§ **Task to carry out**:
In full and unaltered, output the records below.

Records for the exercise: Begin

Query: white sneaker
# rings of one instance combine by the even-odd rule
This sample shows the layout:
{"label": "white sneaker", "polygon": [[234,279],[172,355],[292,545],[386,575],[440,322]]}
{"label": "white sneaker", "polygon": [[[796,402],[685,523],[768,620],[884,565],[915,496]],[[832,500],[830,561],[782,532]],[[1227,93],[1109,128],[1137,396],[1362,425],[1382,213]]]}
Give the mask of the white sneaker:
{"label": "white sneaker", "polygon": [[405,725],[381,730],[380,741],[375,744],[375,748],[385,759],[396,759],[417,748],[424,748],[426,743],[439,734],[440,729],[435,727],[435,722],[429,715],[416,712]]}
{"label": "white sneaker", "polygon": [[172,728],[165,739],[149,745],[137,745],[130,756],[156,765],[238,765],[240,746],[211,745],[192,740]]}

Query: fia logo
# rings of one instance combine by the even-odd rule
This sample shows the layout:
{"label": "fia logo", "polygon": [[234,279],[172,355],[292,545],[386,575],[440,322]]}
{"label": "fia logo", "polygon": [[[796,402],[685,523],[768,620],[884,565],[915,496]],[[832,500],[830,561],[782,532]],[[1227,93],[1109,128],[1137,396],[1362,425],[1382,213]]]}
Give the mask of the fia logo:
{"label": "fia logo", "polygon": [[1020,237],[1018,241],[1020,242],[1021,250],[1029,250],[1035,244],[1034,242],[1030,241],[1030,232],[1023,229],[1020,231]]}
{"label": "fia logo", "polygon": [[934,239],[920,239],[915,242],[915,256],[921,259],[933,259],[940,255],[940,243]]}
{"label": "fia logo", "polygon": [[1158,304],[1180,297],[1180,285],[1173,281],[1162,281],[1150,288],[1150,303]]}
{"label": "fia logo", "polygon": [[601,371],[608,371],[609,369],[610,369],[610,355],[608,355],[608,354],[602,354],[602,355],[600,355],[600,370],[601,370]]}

Records for the exercise: End

§ **Solution for this exercise**:
Query: white sneaker
# rings of one instance combine by the even-odd rule
This sample shows the layout:
{"label": "white sneaker", "polygon": [[234,279],[172,355],[292,545],[386,575],[440,322]]}
{"label": "white sneaker", "polygon": [[[796,402],[685,523],[768,620],[884,565],[915,496]],[[832,500],[830,561],[782,532]],[[1227,93],[1109,128],[1137,396],[1362,425],[1382,213]]]}
Give the mask of the white sneaker:
{"label": "white sneaker", "polygon": [[405,725],[381,730],[380,741],[375,744],[375,748],[385,759],[396,759],[417,748],[424,748],[426,743],[439,734],[440,729],[435,727],[435,722],[429,715],[416,712]]}
{"label": "white sneaker", "polygon": [[172,728],[165,739],[149,745],[137,745],[130,756],[156,765],[238,765],[240,746],[211,745],[192,740]]}

Query: fia logo
# rings of one instance combine by the even-odd rule
This sample shows the layout:
{"label": "fia logo", "polygon": [[234,279],[172,355],[292,545],[386,575],[440,322]]}
{"label": "fia logo", "polygon": [[[796,402],[685,523],[768,620],[884,565],[915,496]],[[832,500],[830,561],[782,532]],[[1227,93],[1109,128],[1137,396],[1362,425],[1382,213]]]}
Give the mask of the fia logo:
{"label": "fia logo", "polygon": [[1020,237],[1018,241],[1020,242],[1021,250],[1029,250],[1035,244],[1034,242],[1030,241],[1030,232],[1023,229],[1020,231]]}
{"label": "fia logo", "polygon": [[934,239],[920,239],[915,242],[915,256],[921,259],[933,259],[940,255],[940,243]]}
{"label": "fia logo", "polygon": [[1158,304],[1180,297],[1180,285],[1173,281],[1162,281],[1150,288],[1150,303]]}
{"label": "fia logo", "polygon": [[601,371],[608,371],[609,369],[610,369],[610,355],[608,355],[608,354],[602,354],[602,355],[600,355],[600,370],[601,370]]}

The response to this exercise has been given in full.